— Supplied text —
#####
Over February and March of 2019, the Rutgers Advanced Institute for Critical Caribbean Studies “What is Decoloniality?” speaker series held two events sponsored by the Department of Latino and Caribbean Studies and the Program in Comparative Literature. Audiences from both Rutgers and New Brunswick were exposed to a wide range of ideas concerning the decolonization of theory, activism, and institutions from the Dominican activist-scholar Yuderkys Espinosa, the French-Algerian political activist and writer Houria Bouteldja, and the decolonial organizers from the movement Decolonize This Place.

On Friday February 1st, RAICCS welcomed Yuderkys Espinosa for a talk in Spanish titled “Decolonial Feminism in Abya Yala” and a workshop on “Black Decolonial Feminist Epistemology”. During her talk, Espinosa first recognized the disconnection between communities, grassroots activism, and academia. She argued it is precisely decolonial feminism that builds these connections and systematizes knowledge produced by communities and spaces that are generally left out of academic discussions. She invited us to reflect on what a young indigenous activist said when asked if she thought of herself as a feminist: “I am not a feminist because I do not save myself on my own”. This young activist went on to explain that she had no investment in an individualist project, which was how she saw feminism. She further explained that although she felt compelled by some of the feminist scholars and activists, she could not fully align with a movement that she felt separated her from her community. Espinosa emphasized that decolonial feminism must listen to these voices and that it could avoid individualistic leaderships by amplifying its focus and emphasizing collective action and scholarship. As a specific example she spoke of co-authorship and mentioned the book by Catherine Walsh, a scholar-activist based in Universidad Andina Simón Bolivar, and Juan García Salazar, an Afro-Ecuadorian elder keeper of oral tradition, “Pensar sembrando/sembrar pensando con el Abuelo Zenón” (Thinking as we sow/Sowing as we think with Grandfather Zenon). Espinosa ended her talk by arguing that decolonial feminism must analyze when and where it is replicating power dynamics and modern projects based on authenticity and truth.
#####
— Data provided —

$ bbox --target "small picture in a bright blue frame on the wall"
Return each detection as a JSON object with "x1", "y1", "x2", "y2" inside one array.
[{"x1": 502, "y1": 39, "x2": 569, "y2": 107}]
#####
— Work request 1 —
Please reproduce, word for word, the part of the passage on the decoloniality speaker series that begins at the words "Over February and" and stops after "Decolonize This Place.".
— Work request 2 —
Carry the passage on the decoloniality speaker series forward, starting after its final sentence.

— Response area 1 —
Over February and March of 2019, the Rutgers Advanced Institute for Critical Caribbean Studies “What is Decoloniality?” speaker series held two events sponsored by the Department of Latino and Caribbean Studies and the Program in Comparative Literature. Audiences from both Rutgers and New Brunswick were exposed to a wide range of ideas concerning the decolonization of theory, activism, and institutions from the Dominican activist-scholar Yuderkys Espinosa, the French-Algerian political activist and writer Houria Bouteldja, and the decolonial organizers from the movement Decolonize This Place.

— Response area 2 —
 

After her presentation, Espinosa held a workshop focused on black decolonial feminist epistemology within the production of knowledges and practices in activism and the academy. She established two main aspects as the most important:

  • A focus against the androcentrism of scientific knowledge. This androcentrism is based on male heterosexuals who come from a space of privilege and argue for objectivity and universality that aren’t ‘polluted’ by experience. She argued that this pretension of objectivity and universality doesn’t really exist. Further, a decolonial black feminist methodology implies being self-critical and coming to terms with one’s privilege and positionality. This leads to the possibility of establishing and producing one’s own knowledge and categories, moving beyond the idea of universal concepts.
  • Following feminist knowledge production methodologies. This is based on self-experience and the understanding that all knowledge comes from subjectivity, which leads us to abandon the preference of objectivity. This includes also adding value to what happens outside the academy, including different strategies, dialogues between different knowledges, intergenerational dialogues, as well as with indigenous and afrodescendent universities. She also emphasized that this process involves negotiations and clear communication among people who are generating collectives and decolonial ways of producing knowledge.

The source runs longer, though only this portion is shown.